Quoted text —
The whole was surrounded by a lofty and strong line of earthen ramparts, concealing from view all but the principal objects.
Beyond the walls were several conical mounds, one of which, equalled in altitude the highest structure within the circumscribed area.
Each step that we took after crossing the walls convinced me that Wahka was a much more important place than had been hitherto supposed and that its vast mounds, abounding in objects of the highest interest, deserved a thorough exploration.
I determined, therefore, on using every effort to make researches at Waka, which of all the ruins in Chaldea, is alone worthy to rank with those of Babylon and Nineveh?
So, Tom, that was Sir William Loftus and he's writing in Travels and Researches in Chaldea, or Chaldea and the Susiana, which is in 1857.
He's a British geologist, isn't he?
And he's been working as part of an international commission drawing up the border between the empires of the Ottomans and the Persians.
So tell us what he's the place he's talking about here, because this is one of, we love a mystery story and this is one of history's greatest mysteries.
So it's a very mysterious place.
As he said in his book.
It's called Waqa, and it's in southern Mesopotamia.
It had been a frontier post of the Persian Empire back in the age of Muhammad, but when the Arabs had conquered the Persian Empire, it had effectively been abandoned.
And it's a site like Ozymandias.
Nothing beside remains.
You know, you have the lone and level sands stretching far away.
And Loftus actually says that it's the most desolate spot that he had ever visited.
But he does sense that there's something important about it, something strange about it.

Supplied records —
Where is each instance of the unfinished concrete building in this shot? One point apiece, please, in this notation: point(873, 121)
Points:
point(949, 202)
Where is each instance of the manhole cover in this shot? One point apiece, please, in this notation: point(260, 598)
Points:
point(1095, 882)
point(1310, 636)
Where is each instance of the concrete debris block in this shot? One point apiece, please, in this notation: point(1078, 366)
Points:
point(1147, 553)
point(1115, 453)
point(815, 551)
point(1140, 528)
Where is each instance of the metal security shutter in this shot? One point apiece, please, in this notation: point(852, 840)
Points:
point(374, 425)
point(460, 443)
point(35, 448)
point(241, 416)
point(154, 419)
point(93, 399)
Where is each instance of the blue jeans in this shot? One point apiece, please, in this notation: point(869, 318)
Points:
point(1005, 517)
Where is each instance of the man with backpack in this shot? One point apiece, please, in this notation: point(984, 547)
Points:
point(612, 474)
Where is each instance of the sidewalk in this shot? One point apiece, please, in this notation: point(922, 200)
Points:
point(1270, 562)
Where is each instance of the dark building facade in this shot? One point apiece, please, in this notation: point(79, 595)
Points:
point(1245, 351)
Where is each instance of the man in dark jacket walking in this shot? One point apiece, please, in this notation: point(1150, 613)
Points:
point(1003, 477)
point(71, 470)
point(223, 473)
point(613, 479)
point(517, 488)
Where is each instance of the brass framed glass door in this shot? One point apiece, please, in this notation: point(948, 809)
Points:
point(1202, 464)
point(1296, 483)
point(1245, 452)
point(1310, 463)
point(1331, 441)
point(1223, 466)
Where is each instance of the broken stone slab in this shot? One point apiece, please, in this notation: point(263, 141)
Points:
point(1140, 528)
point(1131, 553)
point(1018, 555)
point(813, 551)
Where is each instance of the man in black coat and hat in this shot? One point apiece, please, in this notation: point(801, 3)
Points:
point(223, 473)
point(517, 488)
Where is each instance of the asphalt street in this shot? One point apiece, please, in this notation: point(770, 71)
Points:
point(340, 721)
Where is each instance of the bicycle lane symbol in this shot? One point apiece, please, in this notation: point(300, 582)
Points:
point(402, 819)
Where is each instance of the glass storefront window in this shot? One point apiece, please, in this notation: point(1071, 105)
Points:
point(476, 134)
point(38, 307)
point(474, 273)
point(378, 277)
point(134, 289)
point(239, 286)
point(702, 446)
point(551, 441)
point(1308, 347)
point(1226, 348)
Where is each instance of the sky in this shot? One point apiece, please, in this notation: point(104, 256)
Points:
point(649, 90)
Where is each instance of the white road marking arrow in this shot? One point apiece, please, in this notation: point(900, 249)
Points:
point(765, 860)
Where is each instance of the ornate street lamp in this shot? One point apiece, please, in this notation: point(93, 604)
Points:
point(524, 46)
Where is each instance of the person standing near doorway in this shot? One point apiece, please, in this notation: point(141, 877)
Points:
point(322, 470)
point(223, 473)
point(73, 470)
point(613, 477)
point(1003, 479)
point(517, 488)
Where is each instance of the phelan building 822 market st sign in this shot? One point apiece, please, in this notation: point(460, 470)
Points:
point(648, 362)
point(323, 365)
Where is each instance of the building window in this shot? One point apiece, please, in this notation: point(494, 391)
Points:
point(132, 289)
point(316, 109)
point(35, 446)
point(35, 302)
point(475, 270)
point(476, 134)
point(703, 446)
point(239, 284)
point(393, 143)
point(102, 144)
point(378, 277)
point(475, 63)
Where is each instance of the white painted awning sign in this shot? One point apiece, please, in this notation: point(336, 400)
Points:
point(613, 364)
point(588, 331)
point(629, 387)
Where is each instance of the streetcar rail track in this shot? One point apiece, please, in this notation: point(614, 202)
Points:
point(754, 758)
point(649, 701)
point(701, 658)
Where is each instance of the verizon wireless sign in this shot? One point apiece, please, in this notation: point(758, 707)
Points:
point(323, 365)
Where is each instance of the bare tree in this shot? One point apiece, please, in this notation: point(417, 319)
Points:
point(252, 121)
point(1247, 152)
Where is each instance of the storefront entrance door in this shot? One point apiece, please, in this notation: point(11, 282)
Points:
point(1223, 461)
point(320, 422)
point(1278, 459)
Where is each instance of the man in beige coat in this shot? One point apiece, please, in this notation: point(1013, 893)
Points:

Challenge — Rewrite the stretch of the Waqa excerpt from "So, Tom, that" through "stretching far away.", updating "Persian Empire" to "Sasanian Empire".

Solution to this problem —
So, Tom, that was Sir William Loftus and he's writing in Travels and Researches in Chaldea, or Chaldea and the Susiana, which is in 1857.
He's a British geologist, isn't he?
And he's been working as part of an international commission drawing up the border between the empires of the Ottomans and the Persians.
So tell us what he's the place he's talking about here, because this is one of, we love a mystery story and this is one of history's greatest mysteries.
So it's a very mysterious place.
As he said in his book.
It's called Waqa, and it's in southern Mesopotamia.
It had been a frontier post of the Sasanian Empire back in the age of Muhammad, but when the Arabs had conquered the Sasanian Empire, it had effectively been abandoned.
And it's a site like Ozymandias.
Nothing beside remains.
You know, you have the lone and level sands stretching far away.